#### [What you have to do]
What you return must match the records exactly, with every line included.

Source data
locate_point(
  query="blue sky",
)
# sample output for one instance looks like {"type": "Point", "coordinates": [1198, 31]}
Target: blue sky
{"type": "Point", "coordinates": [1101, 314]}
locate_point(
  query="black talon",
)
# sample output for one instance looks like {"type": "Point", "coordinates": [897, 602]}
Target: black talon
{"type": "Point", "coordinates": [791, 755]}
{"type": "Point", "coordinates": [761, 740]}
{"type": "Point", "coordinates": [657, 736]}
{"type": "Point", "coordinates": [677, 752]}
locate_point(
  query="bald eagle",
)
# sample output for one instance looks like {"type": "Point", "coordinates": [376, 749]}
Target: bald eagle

#### [Answer section]
locate_point(
  query="blue sky",
)
# sample output for one instance looks like {"type": "Point", "coordinates": [1198, 31]}
Target: blue sky
{"type": "Point", "coordinates": [1101, 314]}
locate_point(
  query="black talon",
)
# sample output for one instance looks like {"type": "Point", "coordinates": [897, 602]}
Target: black talon
{"type": "Point", "coordinates": [791, 755]}
{"type": "Point", "coordinates": [761, 740]}
{"type": "Point", "coordinates": [657, 736]}
{"type": "Point", "coordinates": [677, 752]}
locate_point(
  query="bald eagle",
)
# sample output for one instance looks like {"type": "Point", "coordinates": [376, 749]}
Target: bald eagle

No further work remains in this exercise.